• [EXTRAIT FOURNI]
○ ○ ○

L’ACCROISSEMENT DES PROBLÉMATIQUES PSYCHIQUES

Cette multiplication des situations où prédominent des difficultés psychiques renforce encore le besoin d’une évaluation qui permette aux professionnels du champ éducatif de croiser leurs regards avec ceux des psychologues et des psychiatres. Difficile, en effet, d’aider certaines familles déconnectées de la réalité, pour lesquelles la loi n’a plus beaucoup de sens et qui se révèlent peu accessibles à toute forme de discours rationnel.

« Est-ce que la maman est délirante ? Est-ce qu’elle entend des voix ? », interroge Anne Perret, psychiatre, qui intervient au sein de l’une des équipes du service d’Asnières. Réunies autour de la chef de service, les éducatrices, les assistantes sociales, la psychiatre et la psychologue tentent de mieux cerner la nature des difficultés d’une mère, divorcée à la suite de violences conjugales, et de ses deux garçons. Objectif : essayer de lever les zones d’ombre pour rédiger le rapport qui doit être remis au juge en juin. « Je ne serais pas étonnée qu’on soit du côté d’un trouble neurologique », finit par lâcher la psychologue. Indispensable pour pouvoir proposer les interventions et les orientations les plus adaptées aux difficultés des familles, cette réflexion pluridisciplinaire est également nécessaire aux travailleurs sociaux afin de faire face à la dureté des situations vécues sur le terrain. « On sait bien que les graves difficultés que présentent les familles attaquent l’institution et les travailleurs sociaux dans leur propre psychisme. La pluridisciplinarité apporte une aide à la réflexion qui permet aux professionnels de se maintenir à distance par rapport à la complexité des situations », assure Benoît Dussart. Un rôle qu’assume Floriana Pacelli. Pour la jeune psychologue, il s’agit non seulement d’ouvrir un questionnement autour des enjeux inconscients d’une situation et de dépasser le symptôme pour mettre au jour la souffrance des personnes suivies, mais aussi d’aider des professionnels en difficulté face à certains cas compliqués. « Il y a de la souffrance chez les travailleurs sociaux, c’est certain. J’essaie de les aider le plus possible dans des situations très dures, comme celles où la présence d’une mère psychotique nécessite une mesure de placement pour les enfants », note-t-elle.

De son côté, Etienne Confida raccompagne le groupe d’enfants dont il s’occupait jusqu’à la salle d’attente où patientent les mères. Il doit ensuite recevoir l’une d’elles avec sa fille pour préparer un placement. « Les mesures de placement, c’est vraiment le dernier recours. Mais ici, c’est une situation très particulière, car ce placement a été travaillé avec l’adhésion de l’enfant et de la famille. » Le jeune éducateur affiche un grand sourire. Il vient tout juste de recevoir une réponse positive d’un foyer.

Notes

(1) AEMO d’Asnières : Service social de l’enfance des Hauts-de-Seine – Association Olga-Spitzer – 63, avenue Gabriel-Péri – 92600 Asnières –Tél. 01 40 86 60 60.

(2) Voir ASH n° 2502 du 6-04-07, p. 21.

○ ○ ○

• [EXERCICES À RÉALISER]
A. Selon l'extrait, à quel moment le rapport concernant la mère et ses deux garçons doit-il être remis au juge ?
B. D'après l'extrait, quels professionnels sont réunis autour de la chef de service pour examiner la situation de la mère ? Donnez-les tous.
Les données n'ont aucun rôle dans ce travail.

○ ○ ○

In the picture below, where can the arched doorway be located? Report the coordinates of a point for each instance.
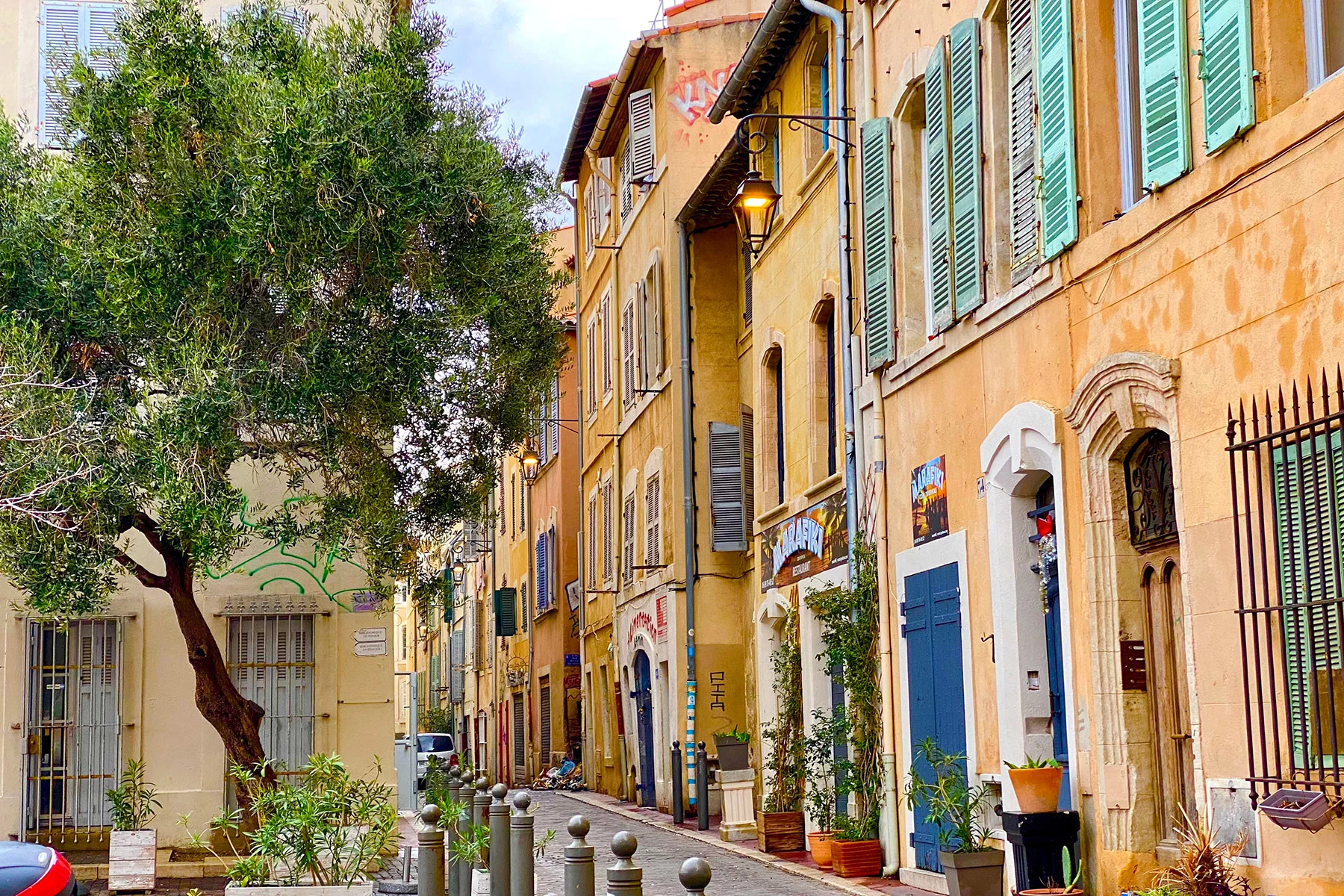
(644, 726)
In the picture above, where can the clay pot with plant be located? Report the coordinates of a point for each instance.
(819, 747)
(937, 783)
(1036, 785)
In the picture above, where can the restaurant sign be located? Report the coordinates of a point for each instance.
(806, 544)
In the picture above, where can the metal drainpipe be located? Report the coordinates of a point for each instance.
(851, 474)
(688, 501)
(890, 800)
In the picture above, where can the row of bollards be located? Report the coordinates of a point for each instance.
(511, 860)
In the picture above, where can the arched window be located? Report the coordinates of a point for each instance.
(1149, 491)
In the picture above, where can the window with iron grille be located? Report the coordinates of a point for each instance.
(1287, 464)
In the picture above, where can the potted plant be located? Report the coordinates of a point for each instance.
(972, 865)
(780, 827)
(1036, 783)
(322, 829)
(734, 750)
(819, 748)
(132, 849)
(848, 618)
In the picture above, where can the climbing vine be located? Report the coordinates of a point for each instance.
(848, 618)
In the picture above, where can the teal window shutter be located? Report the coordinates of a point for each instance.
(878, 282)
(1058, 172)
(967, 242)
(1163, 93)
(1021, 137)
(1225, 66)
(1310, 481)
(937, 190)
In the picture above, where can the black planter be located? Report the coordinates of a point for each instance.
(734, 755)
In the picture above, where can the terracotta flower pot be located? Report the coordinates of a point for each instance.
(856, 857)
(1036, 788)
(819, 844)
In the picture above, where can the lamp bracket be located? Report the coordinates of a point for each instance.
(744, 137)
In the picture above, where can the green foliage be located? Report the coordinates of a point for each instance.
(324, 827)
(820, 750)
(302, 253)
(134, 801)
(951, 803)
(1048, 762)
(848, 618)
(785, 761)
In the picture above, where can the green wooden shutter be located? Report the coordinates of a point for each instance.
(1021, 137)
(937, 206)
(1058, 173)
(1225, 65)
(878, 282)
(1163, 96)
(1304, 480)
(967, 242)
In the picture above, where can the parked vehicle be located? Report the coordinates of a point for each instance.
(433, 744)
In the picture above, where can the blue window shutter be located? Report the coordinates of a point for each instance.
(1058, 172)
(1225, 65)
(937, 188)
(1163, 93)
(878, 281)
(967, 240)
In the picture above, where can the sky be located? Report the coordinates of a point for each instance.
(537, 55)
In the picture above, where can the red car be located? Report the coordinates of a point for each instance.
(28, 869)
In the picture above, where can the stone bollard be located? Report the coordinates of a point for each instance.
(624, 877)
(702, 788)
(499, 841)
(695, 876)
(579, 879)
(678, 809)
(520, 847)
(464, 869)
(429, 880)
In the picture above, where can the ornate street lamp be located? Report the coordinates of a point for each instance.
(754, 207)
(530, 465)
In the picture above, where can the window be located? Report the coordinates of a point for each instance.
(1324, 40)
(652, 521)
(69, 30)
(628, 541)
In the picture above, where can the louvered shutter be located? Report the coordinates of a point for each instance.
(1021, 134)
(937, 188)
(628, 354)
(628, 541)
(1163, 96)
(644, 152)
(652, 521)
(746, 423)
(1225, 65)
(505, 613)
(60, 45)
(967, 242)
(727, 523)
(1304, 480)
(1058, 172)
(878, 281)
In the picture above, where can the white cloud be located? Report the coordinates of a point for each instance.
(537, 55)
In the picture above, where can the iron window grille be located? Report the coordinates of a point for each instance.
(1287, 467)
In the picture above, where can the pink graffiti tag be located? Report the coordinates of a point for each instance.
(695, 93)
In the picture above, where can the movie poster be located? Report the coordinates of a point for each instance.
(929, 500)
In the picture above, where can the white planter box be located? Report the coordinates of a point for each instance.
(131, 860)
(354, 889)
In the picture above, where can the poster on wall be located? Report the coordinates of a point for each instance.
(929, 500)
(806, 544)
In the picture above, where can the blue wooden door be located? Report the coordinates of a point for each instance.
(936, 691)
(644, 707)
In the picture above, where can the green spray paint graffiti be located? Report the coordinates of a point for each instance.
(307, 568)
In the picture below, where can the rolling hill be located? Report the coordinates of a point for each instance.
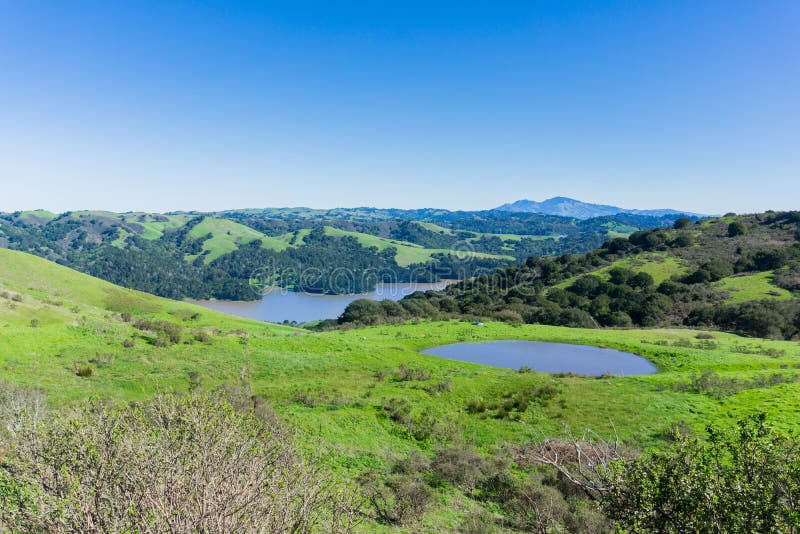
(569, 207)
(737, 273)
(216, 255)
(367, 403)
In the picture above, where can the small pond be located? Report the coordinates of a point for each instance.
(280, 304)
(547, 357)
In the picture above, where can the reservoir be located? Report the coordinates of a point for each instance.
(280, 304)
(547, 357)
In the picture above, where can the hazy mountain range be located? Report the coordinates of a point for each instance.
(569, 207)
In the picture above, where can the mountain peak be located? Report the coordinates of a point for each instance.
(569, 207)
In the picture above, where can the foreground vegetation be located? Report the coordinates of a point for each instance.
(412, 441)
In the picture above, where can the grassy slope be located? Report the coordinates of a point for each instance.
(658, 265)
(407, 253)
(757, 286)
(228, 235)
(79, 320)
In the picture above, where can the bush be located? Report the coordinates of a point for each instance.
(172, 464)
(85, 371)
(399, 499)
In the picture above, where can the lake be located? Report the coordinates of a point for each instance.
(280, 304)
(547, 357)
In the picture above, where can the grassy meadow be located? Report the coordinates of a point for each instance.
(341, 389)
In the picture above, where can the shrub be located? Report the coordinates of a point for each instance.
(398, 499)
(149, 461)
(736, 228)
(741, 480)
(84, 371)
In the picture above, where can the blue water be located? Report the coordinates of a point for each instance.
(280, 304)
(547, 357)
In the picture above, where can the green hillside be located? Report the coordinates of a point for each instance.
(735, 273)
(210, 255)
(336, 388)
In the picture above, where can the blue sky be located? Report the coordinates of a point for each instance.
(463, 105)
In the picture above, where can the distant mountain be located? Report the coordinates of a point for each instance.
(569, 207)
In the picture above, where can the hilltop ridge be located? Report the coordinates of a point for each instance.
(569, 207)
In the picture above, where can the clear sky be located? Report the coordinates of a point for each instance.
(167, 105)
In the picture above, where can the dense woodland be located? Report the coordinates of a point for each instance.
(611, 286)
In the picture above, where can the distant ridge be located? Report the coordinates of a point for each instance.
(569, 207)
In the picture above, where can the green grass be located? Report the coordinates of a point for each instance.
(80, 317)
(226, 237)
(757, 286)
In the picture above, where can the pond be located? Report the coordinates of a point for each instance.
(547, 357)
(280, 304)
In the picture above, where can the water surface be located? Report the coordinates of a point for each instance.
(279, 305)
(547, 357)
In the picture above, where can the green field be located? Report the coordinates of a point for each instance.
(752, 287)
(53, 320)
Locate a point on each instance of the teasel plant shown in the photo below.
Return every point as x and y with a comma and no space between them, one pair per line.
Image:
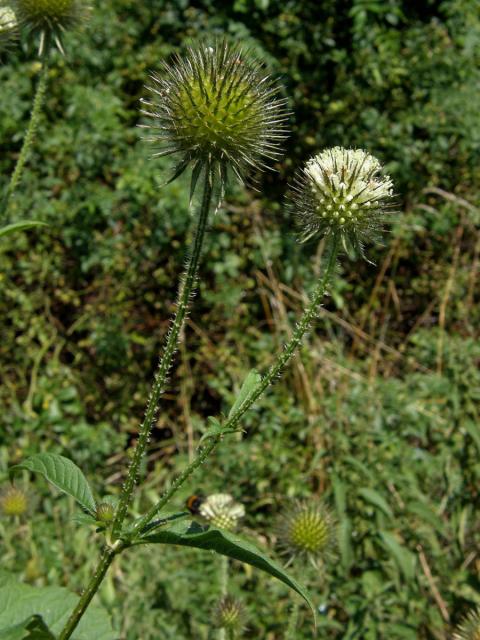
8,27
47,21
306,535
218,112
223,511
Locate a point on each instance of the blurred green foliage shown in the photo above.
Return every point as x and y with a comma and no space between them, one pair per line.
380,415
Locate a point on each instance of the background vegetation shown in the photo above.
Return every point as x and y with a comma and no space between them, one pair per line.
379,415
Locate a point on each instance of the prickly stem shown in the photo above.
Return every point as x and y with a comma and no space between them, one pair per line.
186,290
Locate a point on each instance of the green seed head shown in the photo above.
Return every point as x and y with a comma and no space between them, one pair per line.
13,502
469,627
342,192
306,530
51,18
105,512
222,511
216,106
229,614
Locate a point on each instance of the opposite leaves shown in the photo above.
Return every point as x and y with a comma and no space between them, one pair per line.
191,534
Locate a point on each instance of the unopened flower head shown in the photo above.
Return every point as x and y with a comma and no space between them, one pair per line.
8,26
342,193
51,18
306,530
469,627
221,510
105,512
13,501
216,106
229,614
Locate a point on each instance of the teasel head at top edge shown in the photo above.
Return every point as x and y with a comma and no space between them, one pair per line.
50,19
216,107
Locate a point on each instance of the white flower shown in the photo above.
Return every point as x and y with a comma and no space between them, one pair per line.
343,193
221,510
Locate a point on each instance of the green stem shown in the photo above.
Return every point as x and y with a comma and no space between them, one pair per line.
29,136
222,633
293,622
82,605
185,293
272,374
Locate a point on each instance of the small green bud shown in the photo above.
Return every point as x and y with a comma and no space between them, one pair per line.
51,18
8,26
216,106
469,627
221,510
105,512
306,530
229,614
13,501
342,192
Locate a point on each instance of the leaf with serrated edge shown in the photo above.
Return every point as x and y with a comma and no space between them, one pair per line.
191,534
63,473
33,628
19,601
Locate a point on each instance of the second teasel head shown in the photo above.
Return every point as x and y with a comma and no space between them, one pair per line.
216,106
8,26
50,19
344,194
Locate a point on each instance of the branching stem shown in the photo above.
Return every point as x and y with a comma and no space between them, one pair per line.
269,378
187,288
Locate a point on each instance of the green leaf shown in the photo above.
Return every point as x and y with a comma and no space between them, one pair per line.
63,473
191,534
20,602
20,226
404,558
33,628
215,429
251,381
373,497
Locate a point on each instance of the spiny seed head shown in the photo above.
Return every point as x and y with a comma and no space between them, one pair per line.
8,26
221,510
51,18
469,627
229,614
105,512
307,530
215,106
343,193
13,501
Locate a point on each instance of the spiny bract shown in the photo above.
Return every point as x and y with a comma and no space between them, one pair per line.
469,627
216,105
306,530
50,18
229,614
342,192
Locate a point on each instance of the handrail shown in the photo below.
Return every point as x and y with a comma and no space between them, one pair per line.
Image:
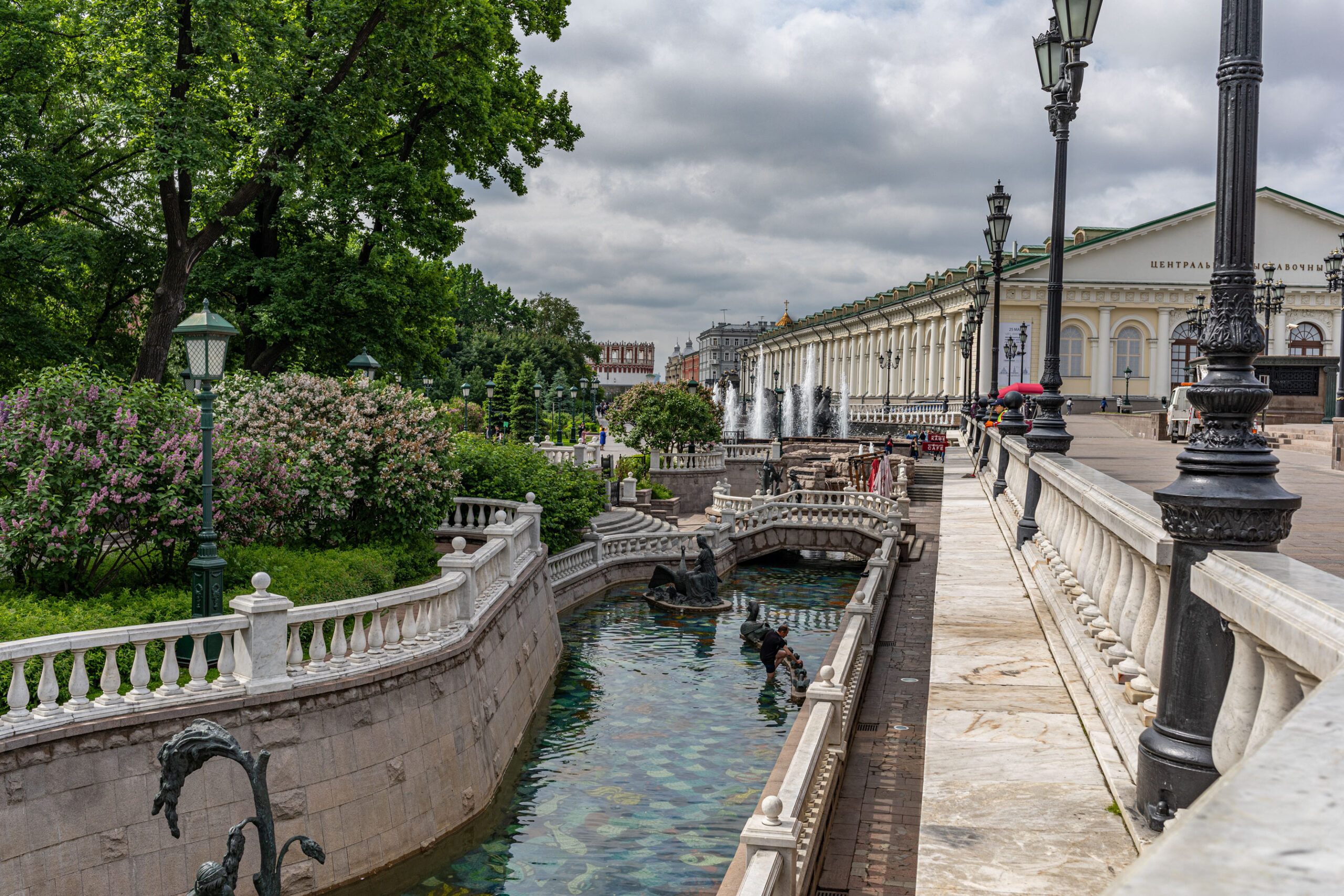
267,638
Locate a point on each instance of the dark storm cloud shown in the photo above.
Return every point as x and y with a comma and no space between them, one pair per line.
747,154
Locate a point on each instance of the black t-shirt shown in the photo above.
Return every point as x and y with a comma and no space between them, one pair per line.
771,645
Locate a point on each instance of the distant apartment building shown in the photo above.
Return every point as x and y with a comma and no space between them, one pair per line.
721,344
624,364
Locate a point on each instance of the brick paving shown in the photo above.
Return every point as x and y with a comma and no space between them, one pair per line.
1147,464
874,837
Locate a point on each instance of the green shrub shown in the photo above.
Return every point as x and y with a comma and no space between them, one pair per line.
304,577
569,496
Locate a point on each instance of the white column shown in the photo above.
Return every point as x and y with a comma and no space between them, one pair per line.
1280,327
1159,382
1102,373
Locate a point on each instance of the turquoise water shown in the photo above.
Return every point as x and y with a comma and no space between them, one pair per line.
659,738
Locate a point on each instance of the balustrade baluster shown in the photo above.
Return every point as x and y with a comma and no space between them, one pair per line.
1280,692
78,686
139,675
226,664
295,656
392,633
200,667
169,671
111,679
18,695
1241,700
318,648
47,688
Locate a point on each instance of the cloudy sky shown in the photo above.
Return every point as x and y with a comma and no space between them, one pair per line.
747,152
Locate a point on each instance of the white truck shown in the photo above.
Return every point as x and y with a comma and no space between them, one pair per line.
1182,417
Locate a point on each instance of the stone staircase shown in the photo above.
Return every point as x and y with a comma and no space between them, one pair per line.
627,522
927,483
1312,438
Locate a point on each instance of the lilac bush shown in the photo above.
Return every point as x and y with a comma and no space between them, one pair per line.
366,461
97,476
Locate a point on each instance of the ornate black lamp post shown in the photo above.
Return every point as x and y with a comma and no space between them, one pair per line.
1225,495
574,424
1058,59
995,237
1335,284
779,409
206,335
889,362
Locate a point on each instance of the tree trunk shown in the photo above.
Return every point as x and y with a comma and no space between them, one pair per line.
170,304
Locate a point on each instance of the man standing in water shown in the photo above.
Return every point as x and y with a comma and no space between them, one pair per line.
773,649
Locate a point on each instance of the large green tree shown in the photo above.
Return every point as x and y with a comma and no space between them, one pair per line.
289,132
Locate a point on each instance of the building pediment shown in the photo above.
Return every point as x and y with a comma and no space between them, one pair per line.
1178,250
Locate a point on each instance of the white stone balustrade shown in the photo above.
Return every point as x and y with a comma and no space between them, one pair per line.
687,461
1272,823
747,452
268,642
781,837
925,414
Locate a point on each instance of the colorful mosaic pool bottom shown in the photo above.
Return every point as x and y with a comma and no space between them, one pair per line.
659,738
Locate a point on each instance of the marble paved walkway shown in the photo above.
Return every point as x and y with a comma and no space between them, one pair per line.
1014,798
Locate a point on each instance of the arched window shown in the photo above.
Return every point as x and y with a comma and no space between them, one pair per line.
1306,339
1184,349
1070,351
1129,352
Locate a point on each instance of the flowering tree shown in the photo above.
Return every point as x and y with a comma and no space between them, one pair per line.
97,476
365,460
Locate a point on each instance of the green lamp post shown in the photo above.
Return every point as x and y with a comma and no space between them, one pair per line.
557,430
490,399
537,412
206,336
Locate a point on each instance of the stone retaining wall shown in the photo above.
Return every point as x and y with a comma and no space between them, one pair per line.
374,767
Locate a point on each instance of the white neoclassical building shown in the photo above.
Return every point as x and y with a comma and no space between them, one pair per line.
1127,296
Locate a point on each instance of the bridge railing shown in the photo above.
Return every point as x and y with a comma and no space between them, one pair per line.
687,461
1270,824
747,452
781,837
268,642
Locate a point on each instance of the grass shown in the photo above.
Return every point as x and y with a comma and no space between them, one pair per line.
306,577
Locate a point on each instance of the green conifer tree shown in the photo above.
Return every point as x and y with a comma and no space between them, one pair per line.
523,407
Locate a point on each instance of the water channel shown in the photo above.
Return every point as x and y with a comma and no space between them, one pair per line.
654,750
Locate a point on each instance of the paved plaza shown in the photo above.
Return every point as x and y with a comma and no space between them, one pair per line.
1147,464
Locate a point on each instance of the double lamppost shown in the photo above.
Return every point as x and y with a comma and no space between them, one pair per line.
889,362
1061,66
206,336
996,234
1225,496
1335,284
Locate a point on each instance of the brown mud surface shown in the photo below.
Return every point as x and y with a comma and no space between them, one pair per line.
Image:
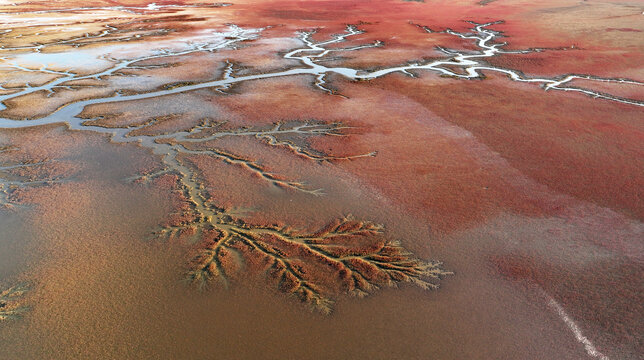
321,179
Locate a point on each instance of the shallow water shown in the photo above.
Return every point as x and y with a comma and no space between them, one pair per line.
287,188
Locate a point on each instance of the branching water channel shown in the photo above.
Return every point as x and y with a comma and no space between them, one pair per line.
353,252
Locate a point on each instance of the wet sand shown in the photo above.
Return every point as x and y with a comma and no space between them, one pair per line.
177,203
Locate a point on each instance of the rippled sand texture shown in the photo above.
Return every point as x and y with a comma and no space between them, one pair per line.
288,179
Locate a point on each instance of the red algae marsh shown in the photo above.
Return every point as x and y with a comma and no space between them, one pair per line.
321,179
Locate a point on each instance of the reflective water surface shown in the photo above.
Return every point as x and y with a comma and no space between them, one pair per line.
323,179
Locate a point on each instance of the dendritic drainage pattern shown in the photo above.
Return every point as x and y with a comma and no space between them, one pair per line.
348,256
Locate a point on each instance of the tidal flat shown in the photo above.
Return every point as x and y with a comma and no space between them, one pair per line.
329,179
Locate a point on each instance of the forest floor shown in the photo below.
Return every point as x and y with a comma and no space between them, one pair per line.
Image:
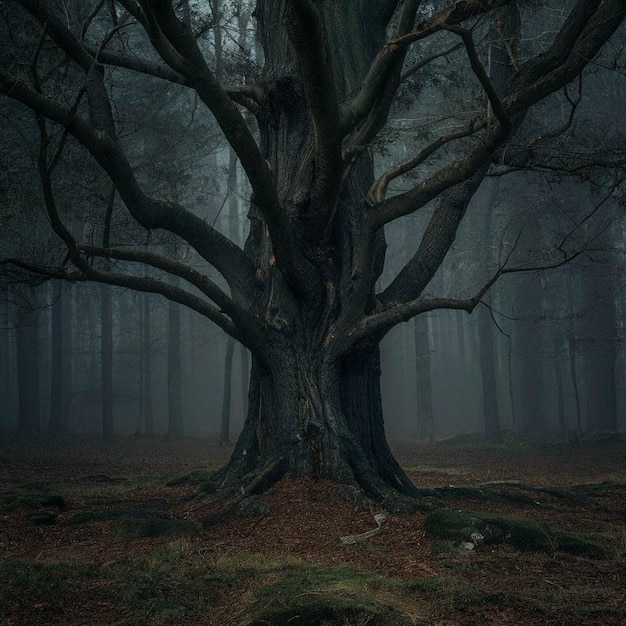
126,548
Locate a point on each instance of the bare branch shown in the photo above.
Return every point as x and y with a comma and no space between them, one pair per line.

○ ○ ○

• [RÉPONSES PAR EXERCICE]
A. En juin.

B. Les éducatrices, les assistantes sociales, la psychiatre et la psychologue.